⟨
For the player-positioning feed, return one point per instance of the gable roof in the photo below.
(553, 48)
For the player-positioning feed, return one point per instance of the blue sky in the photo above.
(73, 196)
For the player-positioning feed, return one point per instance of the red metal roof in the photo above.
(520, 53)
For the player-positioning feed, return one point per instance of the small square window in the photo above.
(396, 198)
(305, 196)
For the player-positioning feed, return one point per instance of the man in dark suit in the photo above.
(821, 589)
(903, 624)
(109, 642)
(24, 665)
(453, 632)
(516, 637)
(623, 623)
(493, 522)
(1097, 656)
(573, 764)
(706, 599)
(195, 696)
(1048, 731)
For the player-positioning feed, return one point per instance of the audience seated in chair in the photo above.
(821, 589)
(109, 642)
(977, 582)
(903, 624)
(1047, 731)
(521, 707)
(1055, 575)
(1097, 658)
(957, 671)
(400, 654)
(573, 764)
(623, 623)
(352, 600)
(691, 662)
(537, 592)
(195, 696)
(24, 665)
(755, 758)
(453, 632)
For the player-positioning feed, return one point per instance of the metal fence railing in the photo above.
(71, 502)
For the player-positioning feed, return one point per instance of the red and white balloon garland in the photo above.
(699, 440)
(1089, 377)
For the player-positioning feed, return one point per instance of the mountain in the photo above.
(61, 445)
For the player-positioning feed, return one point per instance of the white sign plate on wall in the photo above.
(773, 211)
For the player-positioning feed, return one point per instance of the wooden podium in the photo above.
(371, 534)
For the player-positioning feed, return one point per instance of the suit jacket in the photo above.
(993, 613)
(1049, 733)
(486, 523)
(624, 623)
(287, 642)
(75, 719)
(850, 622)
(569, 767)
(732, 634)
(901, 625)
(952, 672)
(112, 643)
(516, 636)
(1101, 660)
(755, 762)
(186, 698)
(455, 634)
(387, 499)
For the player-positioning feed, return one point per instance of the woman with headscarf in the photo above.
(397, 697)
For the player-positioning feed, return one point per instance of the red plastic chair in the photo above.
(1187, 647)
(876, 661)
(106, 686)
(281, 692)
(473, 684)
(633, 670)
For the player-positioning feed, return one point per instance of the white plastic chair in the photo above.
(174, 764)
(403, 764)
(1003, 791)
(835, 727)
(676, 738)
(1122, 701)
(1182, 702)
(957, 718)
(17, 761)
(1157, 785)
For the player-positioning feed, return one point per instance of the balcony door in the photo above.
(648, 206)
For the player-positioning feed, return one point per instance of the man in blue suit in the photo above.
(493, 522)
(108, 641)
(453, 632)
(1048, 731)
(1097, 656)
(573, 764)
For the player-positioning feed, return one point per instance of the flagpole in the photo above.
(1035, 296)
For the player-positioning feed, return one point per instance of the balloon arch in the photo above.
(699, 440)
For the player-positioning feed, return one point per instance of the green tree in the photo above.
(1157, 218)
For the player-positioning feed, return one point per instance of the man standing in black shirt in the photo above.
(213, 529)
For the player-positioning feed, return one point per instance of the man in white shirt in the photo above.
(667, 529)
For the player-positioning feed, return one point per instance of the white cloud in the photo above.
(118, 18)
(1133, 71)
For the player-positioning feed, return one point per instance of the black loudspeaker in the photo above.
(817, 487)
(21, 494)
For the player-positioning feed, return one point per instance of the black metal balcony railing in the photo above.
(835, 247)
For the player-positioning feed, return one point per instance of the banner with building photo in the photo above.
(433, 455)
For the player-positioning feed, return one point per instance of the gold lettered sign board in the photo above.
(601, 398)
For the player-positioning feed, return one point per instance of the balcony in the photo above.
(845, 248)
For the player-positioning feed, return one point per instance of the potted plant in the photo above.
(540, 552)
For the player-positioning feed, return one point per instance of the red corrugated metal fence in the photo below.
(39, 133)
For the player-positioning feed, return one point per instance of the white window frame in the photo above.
⟩
(WHAT IS BEING ASKED)
Write out every item above as a numbered list, one line per number, leaving out any blank lines.

(RESULT FOR THIS EXERCISE)
1. For the player-positioning feed, return one point per instance of the gable roof in the photo below.
2. (553, 48)
3. For the player-positioning feed, return one point per instance of the blue sky in the photo above.
4. (73, 196)
5. For the player-positioning feed, return one point per instance of the red metal roof in the photo above.
6. (520, 53)
7. For the player-positioning feed, return one point per instance of the small square window in the photo above.
8. (396, 198)
9. (305, 196)
10. For the player-positioning feed, return one point per instance of the man in dark suit in the photo above.
11. (821, 589)
12. (903, 624)
13. (109, 642)
14. (24, 665)
15. (453, 632)
16. (516, 637)
17. (623, 623)
18. (493, 522)
19. (1097, 656)
20. (573, 764)
21. (706, 599)
22. (195, 696)
23. (1048, 731)
24. For the player-positioning feed, return one point per instance of the audience seated in chair in the photo above.
25. (821, 589)
26. (109, 642)
27. (977, 582)
28. (903, 624)
29. (1047, 731)
30. (521, 707)
31. (1055, 575)
32. (1097, 658)
33. (957, 671)
34. (400, 654)
35. (573, 764)
36. (623, 623)
37. (352, 600)
38. (691, 662)
39. (537, 592)
40. (195, 696)
41. (24, 665)
42. (755, 758)
43. (453, 632)
44. For the player-positioning feed, return one point per instance of the metal fence railing in the photo above.
45. (71, 502)
46. For the player-positioning feed, return one point per instance of the red and white balloon garland in the photo above.
47. (699, 440)
48. (1089, 377)
49. For the player-positioning feed, return one point per instance of the mountain in the photo above.
50. (61, 445)
51. For the player-positioning feed, return one point per instance of the white sign plate on wall in the photo above.
52. (773, 211)
53. For the player-positioning feed, return one point per instance of the wooden podium in the photo above.
54. (371, 534)
55. For the player-positioning feed, return one point per instance of the suit jacket in the photo above.
56. (993, 613)
57. (1049, 733)
58. (486, 523)
59. (624, 623)
60. (287, 642)
61. (75, 719)
62. (850, 622)
63. (569, 767)
64. (732, 634)
65. (901, 625)
66. (952, 672)
67. (112, 643)
68. (516, 636)
69. (1101, 660)
70. (755, 762)
71. (186, 698)
72. (455, 634)
73. (387, 499)
74. For the player-positioning feed, return one point per instance of the woman with headscarf in the photo above.
75. (397, 697)
76. For the player-positioning feed, return one point per instance of the red plastic chair in the photo above.
77. (1187, 647)
78. (876, 661)
79. (106, 686)
80. (281, 692)
81. (473, 684)
82. (633, 670)
83. For the player-positioning feed, return one point per instance of the white plastic chair in the photo above.
84. (174, 764)
85. (403, 764)
86. (1003, 791)
87. (835, 727)
88. (676, 738)
89. (1122, 701)
90. (1182, 702)
91. (957, 718)
92. (17, 761)
93. (1157, 785)
94. For the player-positioning feed, return one point per instance of the balcony door in the photo above.
95. (648, 206)
96. For the player-positioning feed, return one point per instance of the man in blue suit in the photo above.
97. (493, 522)
98. (108, 641)
99. (453, 632)
100. (1048, 731)
101. (1097, 656)
102. (573, 764)
103. For the player-positioning feed, return one point per instance of the flagpole in the photo above.
104. (1035, 296)
105. For the player-positioning feed, return one point per instance of the balloon arch in the photo above.
106. (699, 440)
107. For the player-positioning feed, return one point per instance of the green tree in the photo above.
108. (1157, 218)
109. For the player-positioning feed, return one point per instance of the man standing in black shirt in the photo above.
110. (213, 529)
111. For the player-positioning feed, return one point per instance of the man in white shirt in the photo above.
112. (667, 529)
113. For the player-positioning feed, return one point per instance of the white cloud in the photo above.
114. (118, 18)
115. (1133, 71)
116. For the player-positioning feed, return one point per instance of the black loudspeaker in the photo above.
117. (817, 487)
118. (21, 494)
119. For the player-positioning feed, return one point per instance of the black metal balcony railing in the photo above.
120. (835, 247)
121. For the player-positioning feed, return one point per instance of the banner with building photo in the photo above.
122. (433, 455)
123. For the player-positioning feed, return one point per instance of the gold lettered sign board in the photo above.
124. (601, 398)
125. For the player-positioning feed, return one point per instance of the balcony in the photo above.
126. (845, 248)
127. For the player-positioning feed, return one point per instance of the potted plant in the photo above.
128. (540, 552)
129. For the player-positioning feed, return one point per instance of the red corrugated metal fence in the photo below.
130. (39, 133)
131. For the player-positioning feed, return one point per instance of the white window frame in the photo above.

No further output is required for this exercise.